*Your goal:* List every line of the entries below that contains the string "surface", matching case exactly.

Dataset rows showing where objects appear
— begin —

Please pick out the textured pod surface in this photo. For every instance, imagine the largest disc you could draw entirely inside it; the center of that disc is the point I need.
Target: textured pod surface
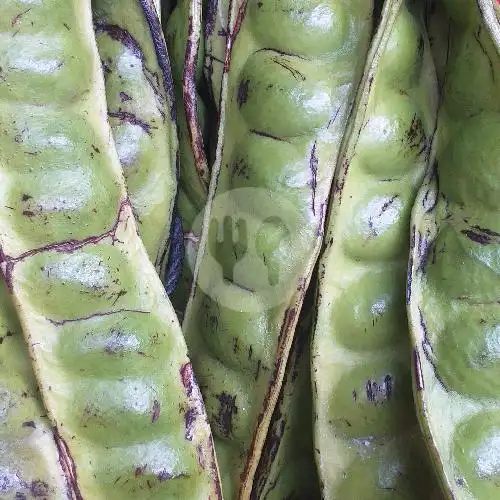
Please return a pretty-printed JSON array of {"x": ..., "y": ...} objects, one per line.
[
  {"x": 286, "y": 467},
  {"x": 29, "y": 457},
  {"x": 216, "y": 35},
  {"x": 367, "y": 440},
  {"x": 185, "y": 41},
  {"x": 284, "y": 111},
  {"x": 453, "y": 287},
  {"x": 108, "y": 352},
  {"x": 140, "y": 99}
]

— end —

*Solution below:*
Please pick out the textured pod surface in this photo. For every instance, imagine the largest disc you could draw entirely inside it; the center of that disc is the point I need.
Target: textured pod surface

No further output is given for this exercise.